WORK ORDER =
Please write out, exactly as given, the line that contains "One dot per instance of the sign" and all lines that follow it through the end of the listing, and nothing else.

DATA EXCERPTS =
>>

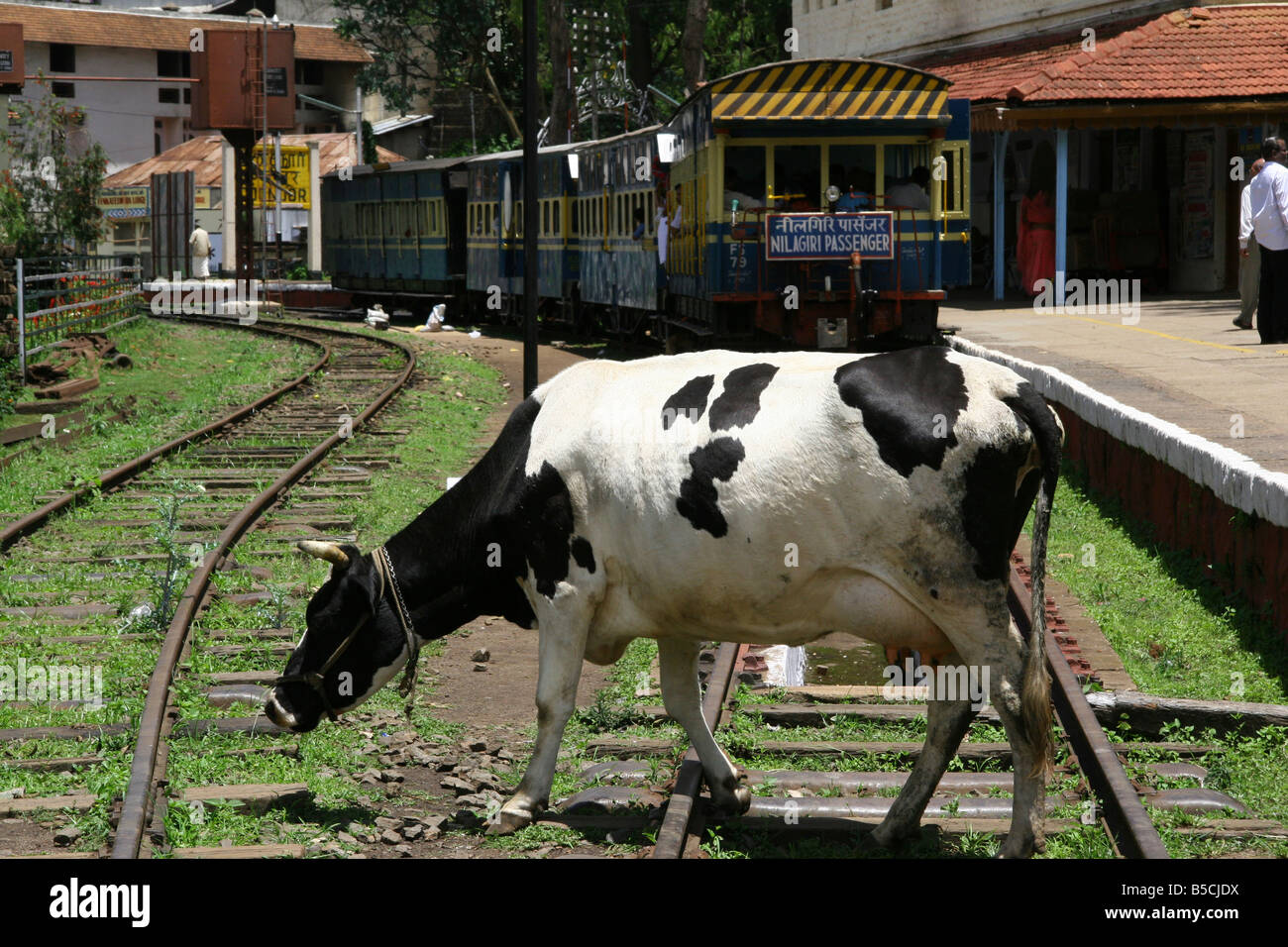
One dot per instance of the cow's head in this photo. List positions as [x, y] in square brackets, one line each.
[352, 647]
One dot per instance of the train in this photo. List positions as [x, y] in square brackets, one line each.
[804, 204]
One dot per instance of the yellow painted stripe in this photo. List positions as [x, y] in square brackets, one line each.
[815, 106]
[1257, 351]
[781, 93]
[914, 108]
[897, 106]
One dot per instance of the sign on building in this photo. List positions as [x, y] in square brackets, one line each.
[294, 180]
[119, 202]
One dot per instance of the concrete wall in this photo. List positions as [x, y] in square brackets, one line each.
[885, 30]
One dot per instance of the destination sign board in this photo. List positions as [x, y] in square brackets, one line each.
[829, 236]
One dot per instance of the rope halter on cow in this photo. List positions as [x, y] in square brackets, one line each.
[314, 680]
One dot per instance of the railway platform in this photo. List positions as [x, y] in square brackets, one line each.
[1181, 361]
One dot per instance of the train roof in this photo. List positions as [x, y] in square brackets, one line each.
[518, 153]
[399, 166]
[827, 89]
[636, 133]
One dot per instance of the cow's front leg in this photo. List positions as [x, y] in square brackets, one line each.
[561, 651]
[683, 698]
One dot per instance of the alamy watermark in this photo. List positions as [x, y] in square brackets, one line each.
[939, 684]
[1086, 296]
[54, 684]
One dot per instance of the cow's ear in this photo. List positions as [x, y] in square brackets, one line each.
[368, 581]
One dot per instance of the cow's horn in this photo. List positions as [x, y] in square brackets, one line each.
[325, 551]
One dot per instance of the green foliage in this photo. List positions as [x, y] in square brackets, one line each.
[50, 192]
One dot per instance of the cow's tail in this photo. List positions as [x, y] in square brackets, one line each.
[1035, 692]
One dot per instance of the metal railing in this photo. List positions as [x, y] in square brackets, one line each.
[60, 295]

<<

SOLUTION TO THE PROBLEM =
One dot per instance of the sign on building in this photo. List positions as [x, y] in square brackets, one line each.
[294, 180]
[119, 202]
One dot per instance of the concrete wall in this photo. List positions as [x, y] in square brackets, one line each.
[885, 30]
One dot per instance of the destination sign board in this photo. List positions as [x, y] in square brackets, one line each.
[829, 236]
One dot per instance of the rope halter on cow in this photo. List positions as [x, y] in square brackets, one line each.
[314, 680]
One dot per instance of the railway platform in this photo. List positions as [x, y] in square brackets, one line each.
[1181, 361]
One dot per instance of the train roof in this photo. List positions as [x, y] in square brackets, one line each.
[518, 153]
[399, 166]
[827, 89]
[636, 133]
One dot per instance of the cow's front leg in this photo. List positions as [x, y] in square brackets, one line each.
[561, 651]
[683, 698]
One dot per instance of the alamy watermark in this photo. List positions as [x, y] in square brackets, one line each.
[939, 684]
[1086, 296]
[54, 684]
One dot per instance of the cow's ear in this photo. List positions as [x, y] in square brackets, one line each.
[368, 581]
One dot per instance of the cow's horn in this photo. List positions as [x, y] in square brackets, one line each.
[325, 551]
One dot per instance of the green foliage in this photo. List positions as [x, y] in square brackets, one line each.
[50, 192]
One dot per instance of the cow's tail in this photo. List positions as [x, y] in square brackets, one line each.
[1035, 692]
One dot per instance of the metal railing in this photo. List positions as [x, y] in square brackets, one line each.
[60, 295]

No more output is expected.